• **ТЕКСТ ДЛЯ ЧТЕНИЯ**
*-*-*
Полицейские анкеты не просто описывают, а, скорее, формируют своих субъектов задаваемыми вопросами. К примеру, как пишут в одном учебнике по криминологии, в то время как «обычные люди воспринимают черты лица комплексно, если какая-то не выделяется явно», то анкеты полиции отказывают в таком привычном взгляде и вместо этого заставляют респондентов воспринимать тело подозреваемого фрагментарно, выделяя и рассматривая те или иные его части (вроде ушей или носа) и особые приметы [Osterburg, Ward 2000:201]. Респонденты, будь то свидетели, жертвы или сотрудники полиции, вносят и свой вклад в эту разработку образа подозреваемого, транслируя собственные личные интересы, предубеждения и страхи. В какие-то моменты истории цвет кожи подозреваемого перекрывал большую часть остальных характеристик, в другие такую же роль играли класс, происхождение или акцент. На описании Воланда отразилась одна конкретная перемена в профиле подозреваемого, произошедшая в 1930-х годах в Советском Союзе, когда недоверие стали испытывать «к определенным этническим группам и иностранцам» [Fitzpatrick 2005а: 24]. Также в его портрете прослеживаются характерные страхи того времени. Посади склонных к подозрительности фланеров с Патриарших прудов за стандартную анкету ГПУ, и из суммы их ответов наверняка возникнет образ подозреваемого как не менее странного персонажа, чем Воланд. Вот и список пунктов, которые, естественно, служат маркерами того, что следует отслеживать и запоминать для создания словесного портрета советского гражданина: «…отличительные приметы (физические недостатки, увечья, травмы), дополнительные характеристики (растительность на лице, бородавки, лишние пальцы, метки, волдыри, шрамы, необычные движения тела, лысина, асимметрия лица, разноцветные глаза и прочее)»[111]. Можно себе представить, как паниковал свидетель, опасаясь, что его бдительность и чутье посчитают недостаточными, если по слишком многим пунктам ему будет нечего сказать, и додумывая то хромоту, то золотой зуб, ну и, для красоты, асимметрию лица (разноцветные глаза, да еще с черными бровями, одна выше другой). Тут уже задача следователя – соединить эти разношерстные показания, среди которых многие справедливо будут признаны «никчемными», в более-менее связный словесный портрет. Как отмечает в своем анализе стилистики словесных портретов Кристиан Фелин,
Работа следователя с текстом удивительно близка к тому, что делает наш рассказчик. Начнем с того, что у него имеется доступ к сводкам на Воланда, а также общие с ними стиль и задачи. В третьем абзаце процитированного ранее фрагмента он не без гордости помещает на место какофонии различных сводок свое собственное, заслуживающее доверия резюме. При возможности рассказчик просто комбинирует данные сводок: так, он решает коллизию с зубами Воланда, золотыми в одном отчете и платиновыми в другом, заявляя, что у Воланда на одной стороне – золотые зубы, а на другой – платиновые. Это косвенное подтверждение его возможностей выходить за рамки ограниченной точки зрения одного наблюдателя, легкий намек на вездесущность. Где только можно, рассказчик с пеной у рта и надменностью отстаивает истинность собственной подачи фактов, не давая разумного объяснения своего преимущества. Благодаря слиянию изобретательной переработки информации и ораторских усилий его версия произошедшего выглядит авторитетной для читателя.
*-*-*
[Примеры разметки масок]
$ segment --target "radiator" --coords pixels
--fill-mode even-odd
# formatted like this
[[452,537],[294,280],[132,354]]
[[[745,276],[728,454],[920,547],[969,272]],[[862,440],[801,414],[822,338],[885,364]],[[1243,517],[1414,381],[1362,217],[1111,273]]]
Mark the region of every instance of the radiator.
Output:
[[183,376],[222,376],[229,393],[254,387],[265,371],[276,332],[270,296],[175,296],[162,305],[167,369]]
*-*-*
• **ПИСЬМЕННОЕ ЗАДАНИЕ A**
Как рассказчик, согласно тексту о полицейских анкетах, разрешает расхождение сводок о зубах Воланда?
• **ПИСЬМЕННОЕ ЗАДАНИЕ B**
Пожалуйста, продолжите текст о полицейских анкетах сразу после его последнего предложения.
Эти записи никак не связаны с текстом о полицейских анкетах.

• **ОТВЕТ К ЗАДАНИЮ A**
Он заявляет, что у Воланда с одной стороны золотые зубы, а с другой — платиновые.

• **ОТВЕТ К ЗАДАНИЮ B**
С такой заметной челюстью, перекошенным ртом и разноцветными глазами, которые подчеркиваются черными бровями одна выше другой, Воланд силами рассказчика предстает карикатурным словесным воплощением некоторых особых примет, странных для его времени, включая асимметрию лица и глаза разных цветов, а также маркеров нездешности, от заграничных ботинок до периодически пропадающего акцента, так обескураживающего собеседников Воланда. Вдобавок наш рассказчик помечает даже не столь уж особые приметы Воланда тем же узнаваемым языком, который порой сводится до чуть ли не расшифровки односложных ответов на полицейский опрос: «По виду – лет сорока с лишним. Рот какой-то кривой. Выбрит гладко. Брюнет». И знаменитое завершение портрета – «словом – иностранец» – вызывает в памяти навешивание ярлыков, которым обычно заканчивали объемные, абсурдные, противоречивые досье, помещая человека в ту категорию, которая на данный момент была выбрана козлами отпущения; в нашем случае – иностранцев.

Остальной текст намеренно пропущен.